== TASK OBJECTIVE ==
In the forum thread about slow text sorting, what execution time is reported for the query using collate "C"?

Begin EXCERPTED PASSAGE

Thread: Slow performance of collate "en_US.utf8"

Slow performance of collate "en_US.utf8"

From
Alexey Borschev
Date:

Hi everyone!

I see poor performance of text sorting of collate "en_US.utf8" in PG 17.4.

Test query:

explain (analyze, costs, buffers, verbose)

SELECT

('БвЁжЫйяЙSёYz&$' || gen.id) collate "en_US.utf8"

FROM generate_series(1, 10000) AS gen(id)

order by 1 desc;

I've got execution time like:

Execution Time: 73.068 ms

Same poor result with ru_RU.UTF8.

With other collations time is much better:

explain (analyze, costs, buffers, verbose)

select

('БвЁжЫйяЙSёYz&$' || gen.id) collate "C"

from generate_series(1, 10000) AS gen(id)

order by 1 desc;

Execution Time: 4.792 ms

explain (analyze, costs, buffers, verbose)

SELECT

('БвЁжЫйяЙSёYz&$' || gen.id) collate "C.utf8"

FROM generate_series(1, 10000) AS gen(id)

order by 1 desc;

Execution Time: 7.473 ms

explain (analyze, costs, buffers, verbose)

select

('БвЁжЫйяЙSёYz&$' || gen.id) collate "und-x-icu"

from generate_series(1, 10000) AS gen(id)

order by 1 desc;

Execution Time: 13.282 ms

Yes, collate C is fastest, ICU collations is ~ 2 slower then C, but "en_US.utf8" is ~ 10x slower!

I suspect it is some performance issue over there.

End EXCERPTED PASSAGE
Begin SUPPLIED RECORDS

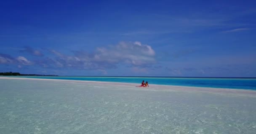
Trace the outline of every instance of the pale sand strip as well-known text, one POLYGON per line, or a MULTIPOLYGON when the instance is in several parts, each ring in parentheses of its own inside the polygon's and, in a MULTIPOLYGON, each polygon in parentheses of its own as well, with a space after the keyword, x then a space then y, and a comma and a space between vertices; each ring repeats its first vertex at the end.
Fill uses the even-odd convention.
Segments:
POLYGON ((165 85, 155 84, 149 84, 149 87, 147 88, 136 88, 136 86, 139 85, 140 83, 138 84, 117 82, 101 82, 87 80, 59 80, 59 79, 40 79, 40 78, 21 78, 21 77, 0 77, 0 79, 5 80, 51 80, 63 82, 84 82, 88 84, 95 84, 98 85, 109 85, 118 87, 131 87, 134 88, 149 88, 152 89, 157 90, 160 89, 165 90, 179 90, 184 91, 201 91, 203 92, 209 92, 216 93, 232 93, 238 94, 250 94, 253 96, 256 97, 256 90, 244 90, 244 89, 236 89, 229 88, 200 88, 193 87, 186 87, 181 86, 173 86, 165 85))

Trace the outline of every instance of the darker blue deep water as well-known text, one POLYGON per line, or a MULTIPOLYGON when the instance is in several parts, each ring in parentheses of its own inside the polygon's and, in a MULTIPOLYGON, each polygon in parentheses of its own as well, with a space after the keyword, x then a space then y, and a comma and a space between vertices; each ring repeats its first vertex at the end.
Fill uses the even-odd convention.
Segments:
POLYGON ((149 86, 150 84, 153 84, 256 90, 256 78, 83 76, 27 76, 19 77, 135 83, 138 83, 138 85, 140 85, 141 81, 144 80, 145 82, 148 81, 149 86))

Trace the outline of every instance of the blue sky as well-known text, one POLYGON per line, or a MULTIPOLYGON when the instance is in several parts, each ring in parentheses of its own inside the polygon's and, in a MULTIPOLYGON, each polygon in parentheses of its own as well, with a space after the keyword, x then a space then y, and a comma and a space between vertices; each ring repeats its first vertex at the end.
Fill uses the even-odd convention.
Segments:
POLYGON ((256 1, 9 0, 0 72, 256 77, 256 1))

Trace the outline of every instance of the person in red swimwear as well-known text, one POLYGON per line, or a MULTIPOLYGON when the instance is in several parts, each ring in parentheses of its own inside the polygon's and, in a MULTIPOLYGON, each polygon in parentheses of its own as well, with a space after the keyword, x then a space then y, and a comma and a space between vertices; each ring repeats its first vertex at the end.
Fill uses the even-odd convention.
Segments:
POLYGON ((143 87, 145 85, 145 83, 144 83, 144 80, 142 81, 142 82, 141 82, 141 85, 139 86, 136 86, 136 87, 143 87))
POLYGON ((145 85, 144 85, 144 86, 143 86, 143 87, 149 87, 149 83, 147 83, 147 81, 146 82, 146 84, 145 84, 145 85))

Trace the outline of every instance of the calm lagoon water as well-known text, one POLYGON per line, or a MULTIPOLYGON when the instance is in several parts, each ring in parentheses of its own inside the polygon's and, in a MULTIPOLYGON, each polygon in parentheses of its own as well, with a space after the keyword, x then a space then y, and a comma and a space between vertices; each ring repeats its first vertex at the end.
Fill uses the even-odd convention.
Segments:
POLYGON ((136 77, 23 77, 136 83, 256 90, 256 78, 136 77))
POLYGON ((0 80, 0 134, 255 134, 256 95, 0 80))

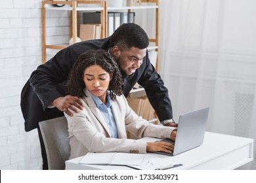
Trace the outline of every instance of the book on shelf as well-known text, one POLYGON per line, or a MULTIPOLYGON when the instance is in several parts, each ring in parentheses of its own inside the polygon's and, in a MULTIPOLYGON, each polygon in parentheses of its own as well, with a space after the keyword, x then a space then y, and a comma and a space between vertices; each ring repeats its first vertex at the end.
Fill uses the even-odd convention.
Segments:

End SUPPLIED RECORDS
Begin SUPPLIED RECORDS

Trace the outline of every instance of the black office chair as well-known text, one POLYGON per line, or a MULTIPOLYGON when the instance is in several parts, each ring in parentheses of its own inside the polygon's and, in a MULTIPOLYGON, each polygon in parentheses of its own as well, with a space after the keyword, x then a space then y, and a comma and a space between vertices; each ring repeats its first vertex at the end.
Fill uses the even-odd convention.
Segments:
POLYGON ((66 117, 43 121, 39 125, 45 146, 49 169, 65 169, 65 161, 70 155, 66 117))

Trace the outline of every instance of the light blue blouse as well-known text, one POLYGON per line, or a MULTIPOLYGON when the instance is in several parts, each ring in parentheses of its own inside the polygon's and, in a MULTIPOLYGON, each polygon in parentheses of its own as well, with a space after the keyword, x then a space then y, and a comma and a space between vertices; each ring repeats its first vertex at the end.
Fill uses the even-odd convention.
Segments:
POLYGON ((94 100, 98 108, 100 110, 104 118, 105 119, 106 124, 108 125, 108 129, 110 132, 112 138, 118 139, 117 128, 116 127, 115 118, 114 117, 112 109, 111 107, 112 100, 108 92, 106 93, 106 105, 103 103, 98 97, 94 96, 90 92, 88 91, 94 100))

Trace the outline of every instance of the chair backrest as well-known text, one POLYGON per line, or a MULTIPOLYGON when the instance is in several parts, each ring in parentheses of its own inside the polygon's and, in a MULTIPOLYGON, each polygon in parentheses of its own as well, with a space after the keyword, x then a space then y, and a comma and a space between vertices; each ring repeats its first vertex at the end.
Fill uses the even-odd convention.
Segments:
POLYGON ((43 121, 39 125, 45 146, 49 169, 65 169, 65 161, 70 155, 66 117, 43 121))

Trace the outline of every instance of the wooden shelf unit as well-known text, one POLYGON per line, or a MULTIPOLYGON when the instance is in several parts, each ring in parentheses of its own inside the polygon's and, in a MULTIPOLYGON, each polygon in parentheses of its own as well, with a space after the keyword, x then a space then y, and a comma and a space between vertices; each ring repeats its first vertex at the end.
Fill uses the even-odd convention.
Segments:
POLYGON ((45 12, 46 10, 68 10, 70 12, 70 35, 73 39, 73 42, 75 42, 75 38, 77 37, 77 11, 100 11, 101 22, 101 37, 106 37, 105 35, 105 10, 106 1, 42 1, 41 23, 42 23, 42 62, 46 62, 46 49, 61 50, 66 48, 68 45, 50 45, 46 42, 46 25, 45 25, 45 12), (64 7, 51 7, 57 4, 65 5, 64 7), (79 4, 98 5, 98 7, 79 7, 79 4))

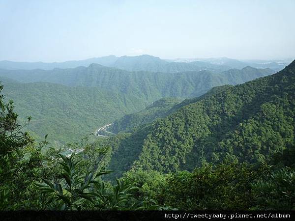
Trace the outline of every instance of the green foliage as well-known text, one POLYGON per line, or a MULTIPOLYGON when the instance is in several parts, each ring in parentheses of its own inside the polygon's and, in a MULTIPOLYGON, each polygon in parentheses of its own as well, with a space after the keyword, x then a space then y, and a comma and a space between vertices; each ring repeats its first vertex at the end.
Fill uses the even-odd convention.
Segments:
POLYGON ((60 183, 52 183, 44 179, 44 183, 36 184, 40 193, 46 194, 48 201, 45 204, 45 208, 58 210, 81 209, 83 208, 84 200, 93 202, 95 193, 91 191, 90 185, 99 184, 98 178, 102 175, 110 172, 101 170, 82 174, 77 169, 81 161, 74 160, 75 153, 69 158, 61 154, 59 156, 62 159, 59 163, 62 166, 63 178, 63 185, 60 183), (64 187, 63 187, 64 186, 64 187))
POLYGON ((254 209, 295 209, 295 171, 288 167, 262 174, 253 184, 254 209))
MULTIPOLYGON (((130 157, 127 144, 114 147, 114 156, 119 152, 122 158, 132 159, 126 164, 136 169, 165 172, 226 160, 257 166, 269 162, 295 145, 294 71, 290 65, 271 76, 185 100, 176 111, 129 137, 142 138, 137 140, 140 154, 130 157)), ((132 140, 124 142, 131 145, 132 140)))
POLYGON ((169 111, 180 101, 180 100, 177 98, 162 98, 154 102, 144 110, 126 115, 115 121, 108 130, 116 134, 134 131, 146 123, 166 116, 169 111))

End SUPPLIED RECORDS

== WRITTEN REPLY ==
4.792 ms